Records
-------

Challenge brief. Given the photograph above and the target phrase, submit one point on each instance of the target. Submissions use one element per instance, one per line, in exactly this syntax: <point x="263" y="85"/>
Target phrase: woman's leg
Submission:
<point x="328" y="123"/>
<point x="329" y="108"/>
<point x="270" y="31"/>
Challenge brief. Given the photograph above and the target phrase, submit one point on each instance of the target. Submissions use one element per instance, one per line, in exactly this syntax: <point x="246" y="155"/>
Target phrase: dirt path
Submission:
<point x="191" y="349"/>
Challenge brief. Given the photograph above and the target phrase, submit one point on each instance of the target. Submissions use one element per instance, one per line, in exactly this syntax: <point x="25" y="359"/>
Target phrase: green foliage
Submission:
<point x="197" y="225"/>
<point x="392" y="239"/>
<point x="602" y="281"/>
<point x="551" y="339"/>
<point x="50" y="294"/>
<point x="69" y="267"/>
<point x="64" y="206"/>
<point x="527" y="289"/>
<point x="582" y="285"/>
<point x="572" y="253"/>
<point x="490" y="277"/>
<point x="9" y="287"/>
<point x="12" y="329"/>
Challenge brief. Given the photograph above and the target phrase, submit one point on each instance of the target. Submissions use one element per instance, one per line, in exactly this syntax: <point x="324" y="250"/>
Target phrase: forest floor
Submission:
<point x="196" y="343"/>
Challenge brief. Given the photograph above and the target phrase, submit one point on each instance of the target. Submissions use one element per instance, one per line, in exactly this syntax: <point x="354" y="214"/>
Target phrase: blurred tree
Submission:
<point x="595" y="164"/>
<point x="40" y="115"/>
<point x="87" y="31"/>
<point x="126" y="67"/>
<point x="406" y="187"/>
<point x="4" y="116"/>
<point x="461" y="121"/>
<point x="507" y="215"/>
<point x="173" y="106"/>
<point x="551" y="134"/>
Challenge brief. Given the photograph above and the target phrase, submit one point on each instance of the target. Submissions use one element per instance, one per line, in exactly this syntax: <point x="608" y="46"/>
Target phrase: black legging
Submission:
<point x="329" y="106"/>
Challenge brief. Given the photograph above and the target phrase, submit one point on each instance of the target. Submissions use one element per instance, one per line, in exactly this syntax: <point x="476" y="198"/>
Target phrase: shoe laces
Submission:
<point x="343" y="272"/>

-------

Given instruction
Could you reproduce the data from its start through the line containing "Target phrase: woman's leg", substituting "scene" for "photograph" and leaving everything else unchanged?

Complete response
Challenge brief. Given the scene above and the target phrase, submit one point on each instance of the target. Submissions use one element per instance, one per line, in exactly this syntax: <point x="263" y="85"/>
Target phrase: woman's leg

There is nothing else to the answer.